Por Ramón Grimalt.
Imagínese usted una gran corporación internacional llamada Dypraxa. Especialistas, técnicos y ejecutivos de la misma recorren el tercer mundo investigando, probando y analizando los efectos de ciertos medicamentos en poblaciones vulnerables, la mayoría en condiciones de extrema pobreza o pobreza moderada. Naturalmente no actúan a su libre albedrío; cuentan con la anuencia de los gobiernos de turno quienes, asimismo, disponen de la garantía de instituciones globales a todos los efectos serias y creíbles como la Organización Mundial de la Salud (OMS) que certifican e incluso garantizan la fiabilidad de los experimentos que se realizan.

## Datos para revisar
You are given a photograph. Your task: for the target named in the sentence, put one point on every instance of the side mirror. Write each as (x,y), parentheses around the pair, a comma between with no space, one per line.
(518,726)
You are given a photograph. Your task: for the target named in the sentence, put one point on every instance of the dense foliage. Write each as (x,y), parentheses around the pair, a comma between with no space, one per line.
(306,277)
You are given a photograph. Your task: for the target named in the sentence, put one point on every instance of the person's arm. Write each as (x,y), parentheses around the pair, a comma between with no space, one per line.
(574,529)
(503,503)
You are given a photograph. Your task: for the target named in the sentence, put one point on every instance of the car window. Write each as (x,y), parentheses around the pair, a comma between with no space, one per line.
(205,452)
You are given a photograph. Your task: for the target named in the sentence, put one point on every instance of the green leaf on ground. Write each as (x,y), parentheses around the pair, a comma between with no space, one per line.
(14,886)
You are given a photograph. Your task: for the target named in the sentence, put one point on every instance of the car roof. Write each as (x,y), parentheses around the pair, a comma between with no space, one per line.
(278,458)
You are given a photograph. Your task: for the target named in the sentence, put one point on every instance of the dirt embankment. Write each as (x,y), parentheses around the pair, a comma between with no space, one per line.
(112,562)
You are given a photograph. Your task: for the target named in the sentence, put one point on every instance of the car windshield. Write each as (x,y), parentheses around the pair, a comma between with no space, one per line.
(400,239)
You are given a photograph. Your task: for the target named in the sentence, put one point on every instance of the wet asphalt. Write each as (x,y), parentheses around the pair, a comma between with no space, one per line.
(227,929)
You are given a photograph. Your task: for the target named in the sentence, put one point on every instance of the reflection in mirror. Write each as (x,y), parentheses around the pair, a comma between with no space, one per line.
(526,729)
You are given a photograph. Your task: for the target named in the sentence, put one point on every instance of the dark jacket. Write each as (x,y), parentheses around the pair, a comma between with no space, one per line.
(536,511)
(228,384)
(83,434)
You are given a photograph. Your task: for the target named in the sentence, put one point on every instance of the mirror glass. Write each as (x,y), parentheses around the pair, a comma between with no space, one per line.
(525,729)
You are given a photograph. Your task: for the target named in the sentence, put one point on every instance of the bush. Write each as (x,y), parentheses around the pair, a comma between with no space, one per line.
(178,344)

## Acción requerida 1
Según el texto sobre Dypraxa, ¿qué institución global certifica e incluso garantiza la fiabilidad de los experimentos?
## Acción requerida 2
Reescriba el fragmento del texto sobre Dypraxa comprendido entre "Por Ramón Grimalt." y "que se realizan.", ambos incluidos, y cambie en él "ejecutivos" por "directivos".

## Respuesta escrita 1
La Organización Mundial de la Salud (OMS).

## Respuesta escrita 2
Por Ramón Grimalt.
Imagínese usted una gran corporación internacional llamada Dypraxa. Especialistas, técnicos y directivos de la misma recorren el tercer mundo investigando, probando y analizando los efectos de ciertos medicamentos en poblaciones vulnerables, la mayoría en condiciones de extrema pobreza o pobreza moderada. Naturalmente no actúan a su libre albedrío; cuentan con la anuencia de los gobiernos de turno quienes, asimismo, disponen de la garantía de instituciones globales a todos los efectos serias y creíbles como la Organización Mundial de la Salud (OMS) que certifican e incluso garantizan la fiabilidad de los experimentos que se realizan.